> Problem description
Restate every entry verbatim; drop the pictures.

####################

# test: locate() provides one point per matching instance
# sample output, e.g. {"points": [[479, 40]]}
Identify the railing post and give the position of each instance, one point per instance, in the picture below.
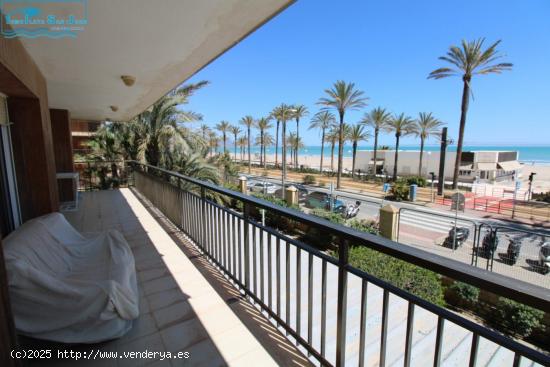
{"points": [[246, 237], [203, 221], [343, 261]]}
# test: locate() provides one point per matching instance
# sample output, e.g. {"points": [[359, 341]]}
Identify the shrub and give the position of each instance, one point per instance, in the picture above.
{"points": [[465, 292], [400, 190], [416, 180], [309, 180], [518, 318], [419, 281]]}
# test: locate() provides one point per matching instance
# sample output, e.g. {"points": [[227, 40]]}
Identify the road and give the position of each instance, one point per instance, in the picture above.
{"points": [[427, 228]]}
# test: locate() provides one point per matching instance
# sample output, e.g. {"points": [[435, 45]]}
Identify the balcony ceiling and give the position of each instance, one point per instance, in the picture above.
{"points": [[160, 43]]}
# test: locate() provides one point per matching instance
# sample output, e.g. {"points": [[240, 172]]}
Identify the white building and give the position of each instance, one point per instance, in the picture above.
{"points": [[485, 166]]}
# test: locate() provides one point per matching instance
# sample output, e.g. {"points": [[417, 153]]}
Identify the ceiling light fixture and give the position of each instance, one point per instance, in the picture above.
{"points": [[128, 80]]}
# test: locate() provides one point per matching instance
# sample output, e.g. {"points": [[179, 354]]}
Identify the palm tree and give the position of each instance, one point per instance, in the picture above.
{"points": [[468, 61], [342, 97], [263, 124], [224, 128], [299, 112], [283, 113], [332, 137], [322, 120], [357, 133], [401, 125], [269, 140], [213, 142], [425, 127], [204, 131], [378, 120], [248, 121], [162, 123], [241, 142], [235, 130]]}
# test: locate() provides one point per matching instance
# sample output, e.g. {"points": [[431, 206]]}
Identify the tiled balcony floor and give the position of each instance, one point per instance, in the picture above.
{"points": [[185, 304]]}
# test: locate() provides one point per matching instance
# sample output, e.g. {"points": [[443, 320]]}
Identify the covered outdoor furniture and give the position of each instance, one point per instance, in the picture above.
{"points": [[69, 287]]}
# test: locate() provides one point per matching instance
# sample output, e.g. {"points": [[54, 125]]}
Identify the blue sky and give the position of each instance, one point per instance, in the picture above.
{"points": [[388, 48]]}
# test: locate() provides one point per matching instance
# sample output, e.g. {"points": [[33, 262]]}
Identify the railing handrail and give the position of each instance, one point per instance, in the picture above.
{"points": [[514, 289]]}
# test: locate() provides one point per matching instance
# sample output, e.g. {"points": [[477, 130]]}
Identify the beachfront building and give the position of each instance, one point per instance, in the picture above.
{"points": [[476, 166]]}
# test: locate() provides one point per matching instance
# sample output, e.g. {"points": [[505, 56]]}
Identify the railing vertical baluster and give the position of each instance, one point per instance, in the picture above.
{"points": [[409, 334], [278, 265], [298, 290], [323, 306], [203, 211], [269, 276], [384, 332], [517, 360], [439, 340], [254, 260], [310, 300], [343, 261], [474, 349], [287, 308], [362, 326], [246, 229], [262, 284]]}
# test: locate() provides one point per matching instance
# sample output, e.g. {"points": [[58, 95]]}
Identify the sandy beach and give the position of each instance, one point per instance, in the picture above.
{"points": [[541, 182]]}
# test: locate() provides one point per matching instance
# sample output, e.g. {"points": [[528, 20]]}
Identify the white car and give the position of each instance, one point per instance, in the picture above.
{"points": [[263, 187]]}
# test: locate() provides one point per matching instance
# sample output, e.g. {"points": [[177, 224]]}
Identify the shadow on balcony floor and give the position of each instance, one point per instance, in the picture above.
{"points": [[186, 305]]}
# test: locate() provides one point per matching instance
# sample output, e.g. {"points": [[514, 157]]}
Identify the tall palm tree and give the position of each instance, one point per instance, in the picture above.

####################

> Task output
# test: locate() provides one point per matching instance
# sample output, e.g. {"points": [[479, 40]]}
Identify the railing post and give the position of each instance, one point per instance, in the picture below.
{"points": [[246, 237], [203, 221], [343, 261]]}
# test: locate() provides one point per matching instance
# sample output, e.g. {"points": [[359, 341]]}
Identify the shrub and give the position of each instance, one point per instance, in the picture above.
{"points": [[465, 292], [400, 190], [416, 180], [309, 180], [518, 318], [419, 281]]}
# test: locate() provides one point per matching instance
# sample output, e.g. {"points": [[227, 40]]}
Identify the road and give the position of each instance, one point per instance, in the picture above.
{"points": [[427, 228]]}
# test: locate() provides one point per matching instance
# sample output, e.g. {"points": [[435, 45]]}
Identify the balcony ceiling and give the position of each instance, one point per instance, in the picture above.
{"points": [[160, 43]]}
# test: locate() provides one point per matching instance
# sample output, e.g. {"points": [[240, 172]]}
Identify the white building and give the position of each instance, one point per instance, in the picture above.
{"points": [[485, 166]]}
# test: locate() provides one point per matching instance
# sample output, e.g. {"points": [[417, 153]]}
Identify the ceiling light fixture and give the position of each instance, one point per instance, in the picture above.
{"points": [[128, 80]]}
# test: locate() provides one point per matching instance
# sample output, e.g. {"points": [[179, 354]]}
Identify the palm tree and give the position of each instance, one point per instance, in the picture above.
{"points": [[468, 61], [342, 97], [263, 124], [224, 128], [299, 112], [283, 113], [332, 137], [322, 120], [357, 133], [401, 125], [269, 140], [213, 142], [425, 127], [204, 131], [378, 120], [248, 121], [162, 123], [241, 142], [235, 130]]}
# test: locate() provides one point per matching instance
# sample output, e.g. {"points": [[431, 206]]}
Identify the tiled balcony floor and give the position of each instance, one point per instance, in the picture above.
{"points": [[185, 304]]}
# test: locate() provides one point per matching instance
# sample output, e.g. {"points": [[443, 320]]}
Identify the covered outdoor furniture and give the position of each instance, one point per instance, in the picture above.
{"points": [[69, 287]]}
# test: locate() provides one point per matching instance
# sample output, e.g. {"points": [[54, 125]]}
Identify the blue sky and give the position of each instance, one point per instance, in the picture above.
{"points": [[388, 48]]}
# test: locate() provides one point per matching instance
# sample output, e.g. {"points": [[33, 262]]}
Identify the railing handrail and give the position of each instance, one point per instance, in the picture above.
{"points": [[514, 289]]}
# test: locate() provides one point per matching instance
# sample output, e.g. {"points": [[477, 130]]}
Identify the beachfront building and give the position of each instance, one point per instance, in the picture above.
{"points": [[476, 166]]}
# test: locate() provides one point per matching instance
# sample output, e.g. {"points": [[505, 56]]}
Identify the railing vertical baluster and give the position of each instance, one point per instance, in the picture above.
{"points": [[409, 334], [278, 265], [298, 290], [323, 306], [203, 211], [269, 276], [384, 332], [517, 360], [439, 340], [254, 260], [310, 300], [343, 261], [474, 349], [287, 308], [362, 326], [246, 229], [262, 284]]}
# test: locate() provides one point per matching instance
# sample output, e.g. {"points": [[58, 95]]}
Identify the sandy beach and give the position of each instance, one point per instance, in the picture above.
{"points": [[541, 182]]}
# test: locate() provides one point per matching instance
# sample output, e.g. {"points": [[528, 20]]}
Identify the white car and give the position of each instance, one point per instance, in the picture above.
{"points": [[263, 187]]}
# test: locate() provides one point per matching instance
# sample output, e.g. {"points": [[177, 224]]}
Identify the shadow on balcony floor and give the position of each instance, one point per instance, in the picture above.
{"points": [[186, 305]]}
# test: locate() provides one point per matching instance
# sample output, e.g. {"points": [[514, 157]]}
Identify the tall palm tree and give the position of each instance, one point per instance, in the picture above.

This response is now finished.